Problem :: Turn the items below into a JSON list of strings with one string per line, omitting any blank lines.

....................

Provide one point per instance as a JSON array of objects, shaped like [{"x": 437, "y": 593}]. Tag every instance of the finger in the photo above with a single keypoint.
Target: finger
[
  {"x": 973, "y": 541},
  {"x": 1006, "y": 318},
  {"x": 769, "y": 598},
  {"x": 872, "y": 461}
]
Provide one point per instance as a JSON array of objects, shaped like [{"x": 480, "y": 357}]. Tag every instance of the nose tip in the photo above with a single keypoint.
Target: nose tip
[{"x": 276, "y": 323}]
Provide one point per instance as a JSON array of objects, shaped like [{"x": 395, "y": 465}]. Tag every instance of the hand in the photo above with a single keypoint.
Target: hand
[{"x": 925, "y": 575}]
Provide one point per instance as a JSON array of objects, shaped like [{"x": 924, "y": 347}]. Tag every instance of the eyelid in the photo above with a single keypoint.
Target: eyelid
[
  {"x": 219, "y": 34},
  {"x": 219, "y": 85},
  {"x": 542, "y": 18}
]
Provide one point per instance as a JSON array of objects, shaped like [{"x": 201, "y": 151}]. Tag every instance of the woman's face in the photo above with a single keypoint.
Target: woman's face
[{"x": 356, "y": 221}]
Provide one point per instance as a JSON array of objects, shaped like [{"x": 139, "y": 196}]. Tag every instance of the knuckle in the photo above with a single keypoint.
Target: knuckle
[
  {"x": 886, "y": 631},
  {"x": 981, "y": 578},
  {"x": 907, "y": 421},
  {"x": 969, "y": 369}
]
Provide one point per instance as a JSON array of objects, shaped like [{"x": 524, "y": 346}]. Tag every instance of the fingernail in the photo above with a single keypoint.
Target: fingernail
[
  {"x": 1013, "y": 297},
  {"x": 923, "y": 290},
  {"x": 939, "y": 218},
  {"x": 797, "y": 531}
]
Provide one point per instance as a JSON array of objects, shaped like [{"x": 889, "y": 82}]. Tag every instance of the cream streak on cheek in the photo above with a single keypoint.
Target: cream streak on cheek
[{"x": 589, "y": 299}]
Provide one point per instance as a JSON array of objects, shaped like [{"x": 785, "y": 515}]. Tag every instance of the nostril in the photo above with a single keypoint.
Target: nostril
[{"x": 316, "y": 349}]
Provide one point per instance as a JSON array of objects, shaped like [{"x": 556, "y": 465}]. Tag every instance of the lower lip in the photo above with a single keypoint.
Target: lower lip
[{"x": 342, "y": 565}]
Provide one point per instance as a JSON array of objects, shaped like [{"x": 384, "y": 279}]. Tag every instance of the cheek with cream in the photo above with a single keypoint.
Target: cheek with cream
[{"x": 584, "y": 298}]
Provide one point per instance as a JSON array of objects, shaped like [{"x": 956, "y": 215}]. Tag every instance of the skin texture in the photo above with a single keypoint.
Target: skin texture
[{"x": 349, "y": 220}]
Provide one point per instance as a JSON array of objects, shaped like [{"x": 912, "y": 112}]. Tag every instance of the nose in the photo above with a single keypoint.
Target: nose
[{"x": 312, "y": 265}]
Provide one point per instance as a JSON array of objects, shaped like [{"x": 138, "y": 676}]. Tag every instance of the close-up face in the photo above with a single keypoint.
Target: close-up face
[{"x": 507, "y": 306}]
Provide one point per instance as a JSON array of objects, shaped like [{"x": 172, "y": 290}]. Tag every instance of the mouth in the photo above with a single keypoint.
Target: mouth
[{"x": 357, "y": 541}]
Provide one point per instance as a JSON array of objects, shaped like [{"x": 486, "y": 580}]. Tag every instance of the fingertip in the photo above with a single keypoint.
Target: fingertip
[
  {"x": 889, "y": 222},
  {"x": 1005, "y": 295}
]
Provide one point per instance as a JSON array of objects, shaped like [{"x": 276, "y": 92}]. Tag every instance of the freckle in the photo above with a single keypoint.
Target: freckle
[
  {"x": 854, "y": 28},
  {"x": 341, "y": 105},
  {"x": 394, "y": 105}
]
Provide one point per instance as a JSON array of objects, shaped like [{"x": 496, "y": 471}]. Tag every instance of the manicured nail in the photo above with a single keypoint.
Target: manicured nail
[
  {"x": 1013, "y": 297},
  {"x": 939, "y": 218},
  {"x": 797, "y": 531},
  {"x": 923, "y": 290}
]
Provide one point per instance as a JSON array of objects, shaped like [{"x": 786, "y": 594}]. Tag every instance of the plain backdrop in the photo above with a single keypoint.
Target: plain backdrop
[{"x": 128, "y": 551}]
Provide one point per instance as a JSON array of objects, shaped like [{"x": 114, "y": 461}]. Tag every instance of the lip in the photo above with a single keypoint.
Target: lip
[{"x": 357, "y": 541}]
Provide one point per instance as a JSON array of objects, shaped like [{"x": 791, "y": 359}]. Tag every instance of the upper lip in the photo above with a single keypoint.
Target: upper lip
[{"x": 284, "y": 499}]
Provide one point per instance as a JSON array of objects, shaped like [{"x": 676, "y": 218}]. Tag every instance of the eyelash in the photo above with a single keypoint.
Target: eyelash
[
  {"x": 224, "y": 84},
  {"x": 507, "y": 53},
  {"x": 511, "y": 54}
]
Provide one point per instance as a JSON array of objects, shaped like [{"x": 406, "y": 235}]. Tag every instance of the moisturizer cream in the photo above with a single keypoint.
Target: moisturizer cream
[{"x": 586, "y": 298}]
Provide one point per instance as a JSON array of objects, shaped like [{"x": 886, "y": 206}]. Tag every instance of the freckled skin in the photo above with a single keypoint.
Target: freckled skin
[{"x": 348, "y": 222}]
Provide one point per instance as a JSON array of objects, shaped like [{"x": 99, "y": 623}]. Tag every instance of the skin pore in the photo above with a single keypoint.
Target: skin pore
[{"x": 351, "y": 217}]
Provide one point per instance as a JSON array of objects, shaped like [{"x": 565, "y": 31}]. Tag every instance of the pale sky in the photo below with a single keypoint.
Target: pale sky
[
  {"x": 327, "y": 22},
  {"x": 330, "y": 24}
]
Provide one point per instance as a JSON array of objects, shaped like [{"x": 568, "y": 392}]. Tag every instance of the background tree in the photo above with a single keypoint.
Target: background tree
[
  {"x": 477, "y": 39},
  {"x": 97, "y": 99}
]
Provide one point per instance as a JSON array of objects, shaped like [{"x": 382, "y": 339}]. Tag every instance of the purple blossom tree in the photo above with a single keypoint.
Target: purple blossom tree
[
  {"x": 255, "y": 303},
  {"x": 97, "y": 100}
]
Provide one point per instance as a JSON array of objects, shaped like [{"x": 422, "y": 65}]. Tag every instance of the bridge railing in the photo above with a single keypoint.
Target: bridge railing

....................

Final answer ::
[
  "Provide one point per instance as a JSON array of objects, shaped like [{\"x\": 437, \"y\": 593}]. Tag every instance of the finger in the photo above with a single keypoint.",
  "Target: finger",
  "[",
  "  {\"x\": 973, \"y\": 541},",
  "  {\"x\": 1006, \"y\": 318},",
  "  {\"x\": 769, \"y\": 598},",
  "  {\"x\": 872, \"y\": 461}",
  "]",
  "Provide one point per instance as a JSON array of objects, shaped like [{\"x\": 480, \"y\": 357}]. Tag every instance of the nose tip in the photo above with a single keypoint.",
  "Target: nose tip",
  "[{\"x\": 276, \"y\": 323}]",
  "Provide one point per instance as a JSON array of objects, shaped like [{\"x\": 395, \"y\": 465}]. Tag every instance of the hand in the photo above with a single keypoint.",
  "Target: hand",
  "[{\"x\": 925, \"y\": 575}]",
  "Provide one point per instance as a JSON array of objects, shaped like [{\"x\": 924, \"y\": 347}]. Tag every instance of the eyelid in the photo above with a single keypoint.",
  "Target: eyelid",
  "[",
  "  {\"x\": 219, \"y\": 34},",
  "  {\"x\": 219, \"y\": 85},",
  "  {\"x\": 542, \"y\": 18}",
  "]",
  "Provide one point per instance as a JSON array of objects, shaped like [{\"x\": 201, \"y\": 151}]. Tag every instance of the woman's face in the photo above with a single keypoint.",
  "Target: woman's face",
  "[{\"x\": 356, \"y\": 221}]",
  "Provide one point per instance as a JSON array of objects, shaped like [{\"x\": 139, \"y\": 196}]. Tag every instance of the knuckle in the photo above with a single keypoint.",
  "Target: knuckle",
  "[",
  "  {\"x\": 886, \"y\": 631},",
  "  {\"x\": 981, \"y\": 578},",
  "  {\"x\": 907, \"y\": 421},",
  "  {\"x\": 969, \"y\": 369}",
  "]",
  "Provide one point per instance as a JSON array of objects, shaped like [{\"x\": 524, \"y\": 346}]. Tag every instance of the fingernail in the photo above with a single keypoint.",
  "Target: fingernail",
  "[",
  "  {\"x\": 1013, \"y\": 297},",
  "  {\"x\": 923, \"y\": 290},",
  "  {\"x\": 939, \"y\": 218},",
  "  {\"x\": 797, \"y\": 531}",
  "]",
  "Provide one point per instance as a JSON array of objects, shaped like [{\"x\": 889, \"y\": 82}]. Tag every instance of the cream streak on cheek in the photo above with a single keypoint.",
  "Target: cream streak on cheek",
  "[{\"x\": 589, \"y\": 299}]",
  "Provide one point per instance as a JSON array of objects, shaped like [{\"x\": 785, \"y\": 515}]. Tag every instance of the nostril in the photo above with a single keypoint.",
  "Target: nostril",
  "[{\"x\": 316, \"y\": 349}]",
  "Provide one point per instance as a JSON array of objects, shaped like [{\"x\": 556, \"y\": 465}]. Tag every instance of the lower lip in the photo above with a single keypoint.",
  "Target: lower lip",
  "[{\"x\": 342, \"y\": 565}]",
  "Provide one point per instance as a JSON array of objects, shaped like [{\"x\": 384, \"y\": 279}]. Tag every instance of the cheek with cream in the photo above with a single keypoint.",
  "Target: cheek with cream",
  "[{\"x\": 584, \"y\": 298}]",
  "Provide one point per instance as a JSON array of objects, shaped like [{\"x\": 956, \"y\": 215}]. Tag every instance of the skin texture in the photo above with a single keypoint.",
  "Target: skin texture",
  "[{\"x\": 349, \"y\": 220}]",
  "Provide one point per instance as a JSON array of objects, shaped like [{\"x\": 912, \"y\": 112}]. Tag every instance of the nose in the photo above with a single keypoint.",
  "Target: nose",
  "[{\"x\": 312, \"y\": 265}]",
  "Provide one point per instance as a JSON array of objects, shaped like [{\"x\": 138, \"y\": 676}]. Tag every instance of the close-up face in the photo above with a single keypoint.",
  "Target: close-up face",
  "[{\"x\": 507, \"y\": 306}]",
  "Provide one point per instance as a JSON array of objects, shaped like [{\"x\": 172, \"y\": 290}]. Tag every instance of the mouth in the photo above with a single keypoint.",
  "Target: mouth",
  "[{\"x\": 357, \"y\": 541}]",
  "Provide one point per instance as a JSON array of objects, shaped like [{\"x\": 486, \"y\": 580}]. Tag every instance of the fingertip in the photo above with a single keypoint.",
  "Target: fingertip",
  "[",
  "  {\"x\": 889, \"y\": 222},",
  "  {\"x\": 1005, \"y\": 295}",
  "]",
  "Provide one point per instance as a JSON array of objects, shaped like [{\"x\": 276, \"y\": 92}]. Tag every instance of the freckle in the photo above with a single keypoint.",
  "Target: freckle",
  "[",
  "  {\"x\": 854, \"y\": 28},",
  "  {\"x\": 341, \"y\": 105},",
  "  {\"x\": 394, \"y\": 105}",
  "]",
  "Provide one point per instance as a JSON array of objects, shaped like [{\"x\": 496, \"y\": 471}]. Tag every instance of the manicured nail in the photo above with a single keypoint.",
  "Target: manicured nail",
  "[",
  "  {\"x\": 1013, \"y\": 297},",
  "  {\"x\": 939, \"y\": 218},",
  "  {\"x\": 797, \"y\": 531},",
  "  {\"x\": 923, \"y\": 290}",
  "]",
  "Provide one point per instance as a JSON array of objects, shaped like [{\"x\": 786, \"y\": 594}]. Tag every instance of the plain backdrop in the photo above with a single keypoint.",
  "Target: plain backdrop",
  "[{\"x\": 128, \"y\": 551}]",
  "Provide one point per instance as a JSON array of objects, shaped like [{\"x\": 114, \"y\": 461}]. Tag every instance of the lip in the photo above with a single keypoint.",
  "Target: lip",
  "[{\"x\": 357, \"y\": 541}]",
  "Provide one point per instance as a JSON array of objects, shaped like [{\"x\": 791, \"y\": 359}]. Tag every instance of the upper lip in the photo above with a single keypoint.",
  "Target: upper lip",
  "[{\"x\": 284, \"y\": 499}]",
  "Provide one point per instance as a JSON array of objects, shaped like [{\"x\": 676, \"y\": 218}]. Tag every instance of the eyelash in the photo above with a single keypoint.",
  "Target: eyelash",
  "[",
  "  {\"x\": 224, \"y\": 84},",
  "  {\"x\": 507, \"y\": 53},",
  "  {\"x\": 511, \"y\": 54}",
  "]",
  "Provide one point per instance as a JSON array of objects, shaped like [{\"x\": 406, \"y\": 235}]. Tag every instance of the moisturizer cream in the photo above with a single keypoint.",
  "Target: moisturizer cream",
  "[{\"x\": 586, \"y\": 298}]",
  "Provide one point per instance as a JSON array of objects, shaped like [{\"x\": 886, \"y\": 206}]. Tag every instance of the freckled skin in the photo above with a single keypoint.",
  "Target: freckled skin",
  "[{\"x\": 348, \"y\": 222}]",
  "Provide one point per instance as a JSON array of objects, shaped like [{\"x\": 99, \"y\": 623}]. Tag every instance of the skin pore in the photo above with a single keypoint.",
  "Target: skin pore",
  "[{\"x\": 351, \"y\": 217}]",
  "Provide one point per instance as a JSON array of objects, shaped like [{\"x\": 565, \"y\": 31}]. Tag every instance of the pale sky in the photo below with a single keypoint.",
  "Target: pale sky",
  "[",
  "  {\"x\": 327, \"y\": 22},",
  "  {\"x\": 330, \"y\": 24}",
  "]",
  "Provide one point per instance as a JSON array of objects, shaped like [{\"x\": 568, \"y\": 392}]. Tag every instance of the background tree in the photo above with a single keypoint.",
  "Target: background tree",
  "[",
  "  {\"x\": 477, \"y\": 39},",
  "  {\"x\": 97, \"y\": 99}",
  "]",
  "Provide one point per instance as a JSON array of objects, shaped like [{\"x\": 382, \"y\": 339}]. Tag every instance of the purple blossom tree in the photo above with a single keypoint.",
  "Target: purple blossom tree",
  "[",
  "  {\"x\": 255, \"y\": 303},",
  "  {\"x\": 97, \"y\": 100}",
  "]",
  "Provide one point per instance as a JSON array of objects, shaped like [{\"x\": 422, \"y\": 65}]. Tag every instance of the bridge railing in the photo above with a single keypoint.",
  "Target: bridge railing"
]